Pull out each row below that contains the word "vineyard" and copy it unchanged. Matches are case-sensitive.

* Begin Entries *

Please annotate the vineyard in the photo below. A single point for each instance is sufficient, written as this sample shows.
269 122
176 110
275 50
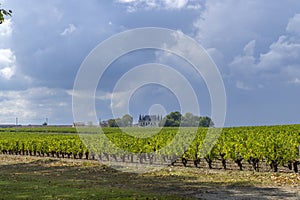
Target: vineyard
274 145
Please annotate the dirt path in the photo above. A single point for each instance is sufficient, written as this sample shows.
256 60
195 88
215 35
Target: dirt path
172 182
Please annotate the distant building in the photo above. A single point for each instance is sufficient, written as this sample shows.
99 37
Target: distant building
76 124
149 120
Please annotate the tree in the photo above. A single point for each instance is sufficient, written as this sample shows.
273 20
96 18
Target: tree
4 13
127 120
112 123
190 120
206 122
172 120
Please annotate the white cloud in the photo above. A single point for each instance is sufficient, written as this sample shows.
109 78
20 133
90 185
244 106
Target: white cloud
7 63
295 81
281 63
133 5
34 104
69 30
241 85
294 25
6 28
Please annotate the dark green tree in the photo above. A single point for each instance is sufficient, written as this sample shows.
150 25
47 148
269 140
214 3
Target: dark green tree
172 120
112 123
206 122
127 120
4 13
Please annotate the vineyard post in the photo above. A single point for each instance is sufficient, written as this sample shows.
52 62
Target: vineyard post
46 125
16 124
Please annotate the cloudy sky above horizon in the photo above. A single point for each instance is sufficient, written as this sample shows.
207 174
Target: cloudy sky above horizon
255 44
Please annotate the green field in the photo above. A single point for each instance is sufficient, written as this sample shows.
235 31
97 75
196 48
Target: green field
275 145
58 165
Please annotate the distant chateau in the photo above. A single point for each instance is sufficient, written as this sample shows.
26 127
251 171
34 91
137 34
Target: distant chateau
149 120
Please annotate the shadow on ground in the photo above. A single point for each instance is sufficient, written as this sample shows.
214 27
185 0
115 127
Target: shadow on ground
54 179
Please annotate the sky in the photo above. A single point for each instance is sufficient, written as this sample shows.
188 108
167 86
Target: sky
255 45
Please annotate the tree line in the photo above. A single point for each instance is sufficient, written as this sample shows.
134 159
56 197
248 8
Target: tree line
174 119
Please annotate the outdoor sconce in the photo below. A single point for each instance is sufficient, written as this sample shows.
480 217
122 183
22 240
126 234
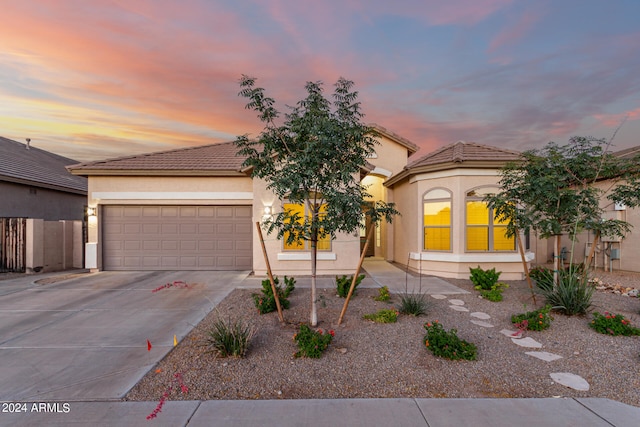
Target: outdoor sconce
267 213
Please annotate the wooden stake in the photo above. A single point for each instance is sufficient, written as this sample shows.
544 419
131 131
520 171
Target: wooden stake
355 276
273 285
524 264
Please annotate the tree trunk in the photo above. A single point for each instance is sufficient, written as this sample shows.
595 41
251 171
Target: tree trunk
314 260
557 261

* End Entries *
* Begin Entries *

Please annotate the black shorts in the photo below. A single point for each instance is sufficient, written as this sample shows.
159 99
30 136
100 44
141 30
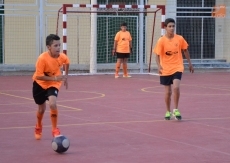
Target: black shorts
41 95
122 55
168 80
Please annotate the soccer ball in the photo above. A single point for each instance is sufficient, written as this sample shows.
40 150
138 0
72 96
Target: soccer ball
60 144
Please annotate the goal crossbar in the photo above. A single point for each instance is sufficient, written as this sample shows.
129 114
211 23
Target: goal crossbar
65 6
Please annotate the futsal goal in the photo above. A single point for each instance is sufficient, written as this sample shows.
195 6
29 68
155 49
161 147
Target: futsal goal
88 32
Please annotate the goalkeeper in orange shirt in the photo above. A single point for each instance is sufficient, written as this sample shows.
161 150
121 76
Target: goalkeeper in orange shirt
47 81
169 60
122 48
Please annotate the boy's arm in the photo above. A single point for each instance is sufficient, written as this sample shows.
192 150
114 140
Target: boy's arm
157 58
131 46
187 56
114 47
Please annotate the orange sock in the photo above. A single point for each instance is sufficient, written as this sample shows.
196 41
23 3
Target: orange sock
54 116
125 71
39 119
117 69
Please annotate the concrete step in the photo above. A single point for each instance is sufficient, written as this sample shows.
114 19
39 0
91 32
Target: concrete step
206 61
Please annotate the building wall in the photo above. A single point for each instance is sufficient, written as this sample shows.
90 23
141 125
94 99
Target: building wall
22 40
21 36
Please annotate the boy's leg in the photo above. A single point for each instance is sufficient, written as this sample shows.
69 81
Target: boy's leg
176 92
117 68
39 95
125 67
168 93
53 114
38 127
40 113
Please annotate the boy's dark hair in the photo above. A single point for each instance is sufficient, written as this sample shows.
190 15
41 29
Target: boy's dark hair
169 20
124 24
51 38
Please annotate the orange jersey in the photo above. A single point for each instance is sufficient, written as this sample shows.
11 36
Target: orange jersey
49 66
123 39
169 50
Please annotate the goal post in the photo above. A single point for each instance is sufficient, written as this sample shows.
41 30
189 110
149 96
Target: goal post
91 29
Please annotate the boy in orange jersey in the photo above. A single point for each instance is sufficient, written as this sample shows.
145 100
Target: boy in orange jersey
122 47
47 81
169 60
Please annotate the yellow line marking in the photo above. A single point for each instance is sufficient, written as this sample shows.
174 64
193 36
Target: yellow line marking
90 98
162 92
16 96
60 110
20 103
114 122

* End Entries *
* Begin Entries *

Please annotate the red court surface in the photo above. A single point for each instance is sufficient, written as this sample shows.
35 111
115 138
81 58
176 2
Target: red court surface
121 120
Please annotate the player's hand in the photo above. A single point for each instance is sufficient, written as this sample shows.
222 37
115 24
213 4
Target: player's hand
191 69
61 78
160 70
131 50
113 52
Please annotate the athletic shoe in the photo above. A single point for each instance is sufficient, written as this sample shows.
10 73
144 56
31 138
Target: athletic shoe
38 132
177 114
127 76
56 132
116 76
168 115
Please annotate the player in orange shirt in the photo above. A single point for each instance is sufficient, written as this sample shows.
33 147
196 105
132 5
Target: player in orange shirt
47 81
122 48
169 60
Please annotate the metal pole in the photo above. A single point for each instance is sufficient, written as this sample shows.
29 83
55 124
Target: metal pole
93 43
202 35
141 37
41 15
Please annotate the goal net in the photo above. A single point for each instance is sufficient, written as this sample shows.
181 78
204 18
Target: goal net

* End Entries *

Worked answer
Please annotate the vineyard in the photo below. A single point for each instance is sufficient, written as this sample shows.
Target: vineyard
Please annotate the vineyard post in the photo above. A single point for each instance is sufficient, written as this sample shows.
Target: vineyard post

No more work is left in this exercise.